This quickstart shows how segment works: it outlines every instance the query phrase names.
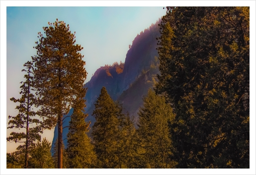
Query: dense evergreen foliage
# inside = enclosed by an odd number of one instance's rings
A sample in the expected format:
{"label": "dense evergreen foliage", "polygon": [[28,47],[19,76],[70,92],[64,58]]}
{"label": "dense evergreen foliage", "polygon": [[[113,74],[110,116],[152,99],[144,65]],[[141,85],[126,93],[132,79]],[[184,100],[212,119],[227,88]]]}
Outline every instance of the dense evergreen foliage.
{"label": "dense evergreen foliage", "polygon": [[54,160],[51,154],[51,143],[45,138],[31,149],[30,160],[31,168],[52,169]]}
{"label": "dense evergreen foliage", "polygon": [[34,62],[35,87],[39,92],[41,115],[48,127],[58,124],[58,168],[63,167],[63,118],[75,99],[85,96],[83,88],[87,72],[79,53],[83,48],[75,43],[74,34],[63,21],[43,27],[46,36],[39,33]]}
{"label": "dense evergreen foliage", "polygon": [[171,168],[173,162],[168,122],[174,118],[171,106],[164,97],[149,89],[140,107],[137,124],[139,149],[141,159],[140,168]]}
{"label": "dense evergreen foliage", "polygon": [[122,114],[105,87],[95,104],[93,115],[96,121],[92,127],[95,151],[99,166],[103,168],[128,168],[132,155],[131,134],[134,128],[129,117]]}
{"label": "dense evergreen foliage", "polygon": [[[28,153],[27,167],[29,169],[54,168],[54,159],[51,154],[51,143],[45,138],[42,141],[32,143]],[[6,168],[24,168],[25,148],[19,147],[17,151],[6,154]]]}
{"label": "dense evergreen foliage", "polygon": [[87,115],[82,112],[85,105],[84,101],[77,101],[69,121],[66,149],[68,168],[93,168],[95,166],[96,154],[91,139],[86,134],[89,129],[89,123],[85,121]]}
{"label": "dense evergreen foliage", "polygon": [[21,145],[17,148],[19,150],[24,151],[24,162],[23,167],[28,168],[28,154],[31,145],[36,140],[41,140],[40,133],[42,133],[42,128],[41,122],[36,118],[37,113],[33,111],[33,108],[37,104],[36,98],[33,93],[33,77],[32,74],[32,63],[28,61],[24,64],[25,69],[22,71],[25,71],[27,74],[24,75],[26,81],[21,82],[22,85],[20,94],[21,94],[20,99],[16,99],[14,97],[10,100],[14,103],[19,103],[19,105],[17,106],[15,109],[19,111],[16,116],[9,116],[9,119],[11,119],[8,124],[9,126],[7,128],[18,128],[19,129],[25,130],[24,132],[12,132],[10,136],[7,137],[7,141],[15,142],[15,143],[24,143],[24,145]]}
{"label": "dense evergreen foliage", "polygon": [[168,7],[159,83],[177,168],[249,167],[249,8]]}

Prompt
Put the material from its first line through the line containing "Outline every instance", including that line, into a JSON list of strings, one string per line. Skip blank lines and leave the pictures out.

Reply to the task
[
  "This quickstart shows how segment works: it outlines every instance the query phrase names.",
  "Query: dense evergreen foliage",
  "# inside = enclosed by an odd number of one instance's rings",
  "A sample in the expected format:",
  "{\"label\": \"dense evergreen foliage\", \"polygon\": [[28,47],[19,76],[70,92],[64,58]]}",
  "{\"label\": \"dense evergreen foliage\", \"polygon\": [[[113,74],[110,116],[152,99],[144,65]],[[141,85],[126,93],[132,79]],[[184,100],[212,119],[227,88]]]}",
  "Outline every instance of the dense evergreen foliage."
]